-- 所附文本 --
>>>
基于小样本机器学习的低渗透砂岩储集层孔隙结构测井表征方法<sup>*</sup>

doi:10.7605/gdlxb.2026.049

古地理学报 ›› 2026, Vol. 28 ›› Issue (1): 369-380. doi: 10.7605/gdlxb.2026.049

基于小样本机器学习的低渗透砂岩储集层孔隙结构测井表征方法^*

孙玉玺¹(), 齐媛¹, 陈亮², 贺燚平³, 季汉成¹(), 史燕青¹, 赵博缘¹, 刘朱睿鸷⁴

1 中国石油大学(北京)地球科学学院,北京 102249
2 中国石油大学(北京)理学院,北京 102249
3 中国石油长庆油田公司第五采油厂,陕西西安 710200
4 中国石油长庆油田公司油气工艺研究院,陕西西安 710018

收稿日期:2025-08-03 修回日期:2025-10-21 出版日期:2026-02-01 发布日期:2026-02-09
通讯作者: 季汉成,男,1966年生,中国石油大学(北京)教授,博士生导师,主要从事沉积学、储层地质学等研究。E-mail: jhch@cup.edu.cn。
作者简介:
孙玉玺,男,1997年生,中国石油大学(北京)博士研究生,主要从事储层地质学研究。E-mail: 2860485642@qq.com。
基金资助:
*中国石油大学(北京)科研启动基金(2462023BJR011); 中国石油长庆油田分公司科研项目(2023DJ0911)

Small-data-driven machine learning for well logging characterization of pore structure in low-permeability sandstone reservoirs

SUN Yuxi¹(), QI Yuan¹, CHEN Liang², HE Yiping³, JI Hancheng¹(), SHI Yanqing¹, ZHAO Boyuan¹, LIUZHU Ruizhi⁴

1 College of Geosciences,China University of Petroleum(Beijing),Beijing 102249,China
2 College of Science,China University of Petroleum(Beijing),Beijing 102249,China
3 The Fifth Oil Production Plant,PetroChina Changqing Oilfield Company,Xi’an 710200,China
4 Oil and Gas Technology Research Institute,PetroChina Changqing Oilfield Company,Xi’an 710018,China

Received:2025-08-03 Revised:2025-10-21 Online:2026-02-01 Published:2026-02-09
Contact: JI Hancheng,born in 1966,is a professor and Ph.D. supervisor at China University of Petroleum(Beijing). He is mainly engaged in sedimentology and reservoir geology. E-mail: jhch@cup.edu.cn.
About author:
SUN Yuxi,born in 1997,is a Ph.D. candidate at China University of Petroleum(Beijing). He is mainly engaged in reservoir geology. E-mail: 2860485642@qq.com.
<<<
-- 记录摘录 --
>>>
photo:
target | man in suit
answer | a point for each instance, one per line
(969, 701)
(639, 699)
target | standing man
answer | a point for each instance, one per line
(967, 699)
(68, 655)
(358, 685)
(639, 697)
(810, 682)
<<<
-- 任务 --
**a.** 请逐字复述所附文本中从“SUN Yuxi¹(), QI”开始、到“geology. E-mail: jhch@cup.edu.cn.”结束的这一段。
**b.** 请把记录中从含有“target | standing man”的那一行开始、到记录最后一行结束的各行（首尾两行都算在内）转换为编号列表，空行不计，也不要列入其他内容。
所附文本与记录在内容上互不相关。

-- 结果 --
**a.**
SUN Yuxi¹(), QI Yuan¹, CHEN Liang², HE Yiping³, JI Hancheng¹(), SHI Yanqing¹, ZHAO Boyuan¹, LIUZHU Ruizhi⁴

1 College of Geosciences,China University of Petroleum(Beijing),Beijing 102249,China
2 College of Science,China University of Petroleum(Beijing),Beijing 102249,China
3 The Fifth Oil Production Plant,PetroChina Changqing Oilfield Company,Xi’an 710200,China
4 Oil and Gas Technology Research Institute,PetroChina Changqing Oilfield Company,Xi’an 710018,China

Received:2025-08-03 Revised:2025-10-21 Online:2026-02-01 Published:2026-02-09
Contact: JI Hancheng,born in 1966,is a professor and Ph.D. supervisor at China University of Petroleum(Beijing). He is mainly engaged in sedimentology and reservoir geology. E-mail: jhch@cup.edu.cn.

**b.**
1. target | standing man
2. answer | a point for each instance, one per line
3. (967, 699)
4. (68, 655)
5. (358, 685)
6. (639, 697)
7. (810, 682)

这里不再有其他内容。